**Given records:**

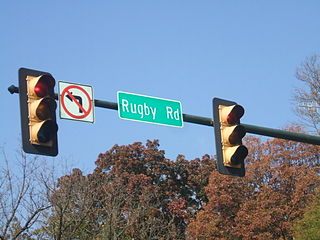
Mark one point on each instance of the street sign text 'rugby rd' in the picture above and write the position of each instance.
(149, 109)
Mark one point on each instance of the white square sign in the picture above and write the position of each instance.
(76, 102)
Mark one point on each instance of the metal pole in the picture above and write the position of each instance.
(263, 131)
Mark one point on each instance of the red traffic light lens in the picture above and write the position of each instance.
(44, 86)
(47, 130)
(46, 108)
(235, 115)
(238, 133)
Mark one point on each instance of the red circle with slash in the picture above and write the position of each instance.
(67, 92)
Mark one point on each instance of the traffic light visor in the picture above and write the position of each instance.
(234, 115)
(41, 86)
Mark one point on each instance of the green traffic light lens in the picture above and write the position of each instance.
(240, 154)
(47, 131)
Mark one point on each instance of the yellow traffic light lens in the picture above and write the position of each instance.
(46, 108)
(44, 86)
(47, 130)
(235, 115)
(239, 155)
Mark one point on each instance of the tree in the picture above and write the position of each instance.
(308, 227)
(308, 99)
(134, 192)
(22, 199)
(281, 178)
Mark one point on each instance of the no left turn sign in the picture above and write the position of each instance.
(76, 102)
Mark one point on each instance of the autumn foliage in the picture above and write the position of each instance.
(135, 192)
(281, 178)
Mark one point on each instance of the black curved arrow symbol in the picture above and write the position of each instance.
(78, 98)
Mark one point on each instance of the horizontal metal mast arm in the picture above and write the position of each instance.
(270, 132)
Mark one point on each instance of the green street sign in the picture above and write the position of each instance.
(148, 109)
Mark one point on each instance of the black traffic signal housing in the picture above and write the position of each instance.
(228, 136)
(38, 112)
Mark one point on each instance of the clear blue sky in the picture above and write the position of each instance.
(191, 51)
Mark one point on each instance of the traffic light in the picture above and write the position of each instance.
(228, 136)
(38, 112)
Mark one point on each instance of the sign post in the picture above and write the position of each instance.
(148, 109)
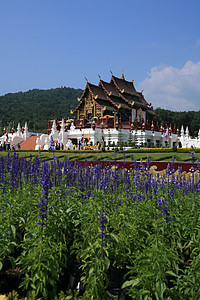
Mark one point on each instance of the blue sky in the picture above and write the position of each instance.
(47, 44)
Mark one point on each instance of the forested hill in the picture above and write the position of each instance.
(190, 119)
(36, 107)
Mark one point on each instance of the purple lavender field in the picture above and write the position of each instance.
(73, 232)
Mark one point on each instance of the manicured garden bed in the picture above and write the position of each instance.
(91, 231)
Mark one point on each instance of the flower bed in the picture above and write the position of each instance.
(98, 232)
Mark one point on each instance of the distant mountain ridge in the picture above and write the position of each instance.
(37, 106)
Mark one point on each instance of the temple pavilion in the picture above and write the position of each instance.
(113, 113)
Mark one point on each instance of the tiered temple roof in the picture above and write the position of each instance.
(118, 96)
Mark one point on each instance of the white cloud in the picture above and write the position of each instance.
(172, 88)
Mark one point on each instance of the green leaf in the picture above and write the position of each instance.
(132, 283)
(171, 273)
(13, 229)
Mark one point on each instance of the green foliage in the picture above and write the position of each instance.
(36, 107)
(190, 119)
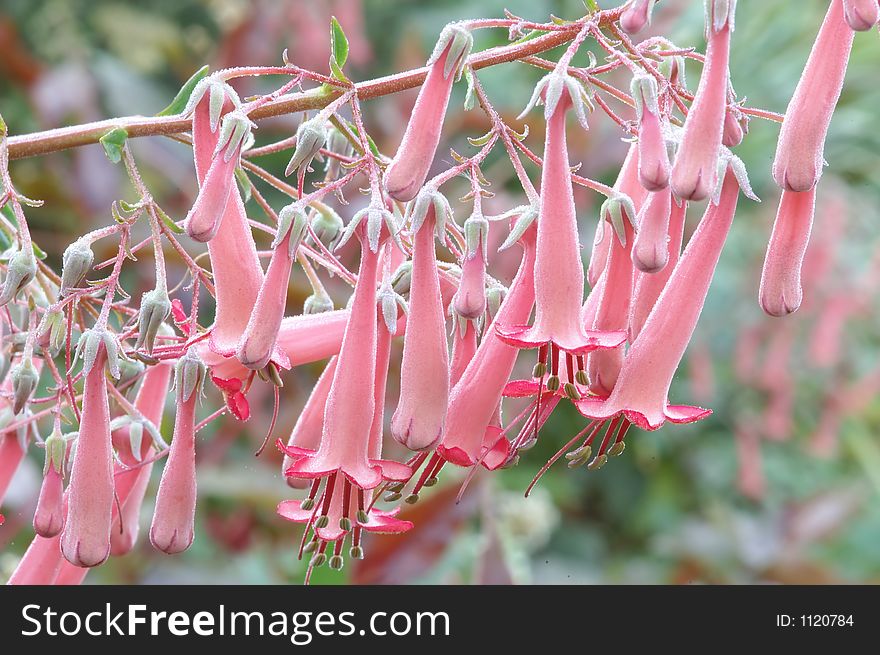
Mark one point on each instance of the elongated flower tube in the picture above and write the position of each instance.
(420, 417)
(799, 158)
(559, 271)
(307, 431)
(648, 286)
(49, 515)
(173, 519)
(653, 154)
(474, 399)
(85, 540)
(642, 388)
(343, 451)
(464, 345)
(781, 292)
(261, 333)
(470, 299)
(409, 169)
(636, 16)
(694, 174)
(628, 184)
(204, 218)
(234, 263)
(650, 252)
(133, 475)
(861, 15)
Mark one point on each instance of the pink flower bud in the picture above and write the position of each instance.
(636, 16)
(49, 515)
(172, 527)
(204, 219)
(648, 286)
(781, 293)
(85, 540)
(694, 174)
(258, 341)
(861, 15)
(420, 417)
(650, 252)
(799, 151)
(653, 155)
(408, 171)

**Required action:** Print the records again exactly, without the pictures.

**Task response:**
Mark one point on each instance of the street sign text 'rugby rd' in the picture above and write the position of each instance.
(149, 109)
Mark one point on each instance of the white square sign in the picture above and write the position of each instance.
(76, 102)
Mark one point on each instance of the metal pole in the picture above and write the position of each instance.
(263, 131)
Mark one point on each instance of the red traffic light lens in the picture above and write the position of each instance.
(44, 86)
(47, 130)
(46, 108)
(235, 115)
(238, 133)
Mark one point on each instance of the red circle with slash in the picture above and write the position of each instance.
(67, 92)
Mark one point on each instance of the traffic light visor in the picture above and write the position of each instance.
(234, 115)
(41, 86)
Mark one point on each instance of the green traffic light lens in the picture above and write the position of each instance.
(240, 154)
(47, 131)
Mark one point on each instance of the yellow traffic light lens in the picture above and write the position of each instance.
(46, 108)
(44, 86)
(47, 130)
(235, 115)
(239, 155)
Mark one point on each instance of the tree in the picture above and write the position of each instance.
(308, 227)
(308, 99)
(134, 192)
(22, 199)
(281, 178)
Mark one point on each instance of the no left turn sign in the picture above and write the position of each instance.
(76, 102)
Mark one point on each instance of the autumn foliage in the picture above and write the position of each instance.
(135, 192)
(281, 178)
Mark one point on each instance of the black curved arrow symbol in the picture above and write the position of each instance.
(78, 98)
Mark one point on each instance of the horizontal metal mast arm in the picture above and write the position of each instance.
(270, 132)
Mark one point on each instance of the green street sign in the picture above and write the position of each instance.
(148, 109)
Mark one point on each instance of the black traffic signal housing in the picture above and write the position of each instance.
(228, 136)
(38, 112)
Mark one point on each instance of the clear blue sky in the picture above and write the position of each instance.
(191, 51)
Mark one point on each instance of the traffic light in the picture above and write the position of each instance.
(228, 136)
(38, 112)
Mark one point on each instance of the sign post in the picture above and write the position of each instance.
(148, 109)
Mark one point on each instance of the blue sky in the picture above and write the position of each instance.
(47, 44)
Mark one point on each instance of the forested hill in the picture above and write the position of each instance.
(190, 119)
(36, 107)
Mark one point on each instance of the purple lavender field in the picture above and write the position of each instance.
(73, 232)
Mark one point on each instance of the manicured garden bed in the picture above and write the position of each instance.
(91, 231)
Mark one point on each instance of the flower bed in the picture above and write the position of each instance.
(98, 232)
Mark one point on each instance of the distant mountain ridge in the picture above and write the position of each instance.
(37, 106)
Mark one point on each instance of the temple pavilion in the picture above and write the position of each instance.
(113, 113)
Mark one point on each instance of the tiered temple roof in the picture above and write the position of each instance.
(118, 96)
Mark one point on each instance of the white cloud in the picture above and write the position of each instance.
(172, 88)
Mark one point on each instance of the green leaf in the picture above and write the position of each instance.
(132, 283)
(171, 273)
(13, 229)
Mark one point on each instance of the green foliage in the picture above and write the position of each instance.
(36, 107)
(190, 119)
Mark one point on each instance of the elongated flower tube in the picture above and write the position of each instance.
(420, 417)
(799, 158)
(559, 271)
(307, 431)
(648, 286)
(49, 515)
(173, 519)
(653, 154)
(474, 399)
(85, 540)
(642, 388)
(343, 451)
(464, 345)
(781, 292)
(261, 333)
(470, 299)
(409, 169)
(636, 16)
(694, 174)
(628, 184)
(204, 218)
(234, 263)
(650, 252)
(133, 475)
(861, 15)
Mark one point on each instance of the pink flower bud in the picture above and write the position of each instance.
(636, 16)
(49, 515)
(172, 527)
(204, 219)
(648, 286)
(781, 293)
(85, 540)
(694, 174)
(258, 341)
(861, 15)
(420, 417)
(650, 252)
(799, 151)
(653, 155)
(408, 171)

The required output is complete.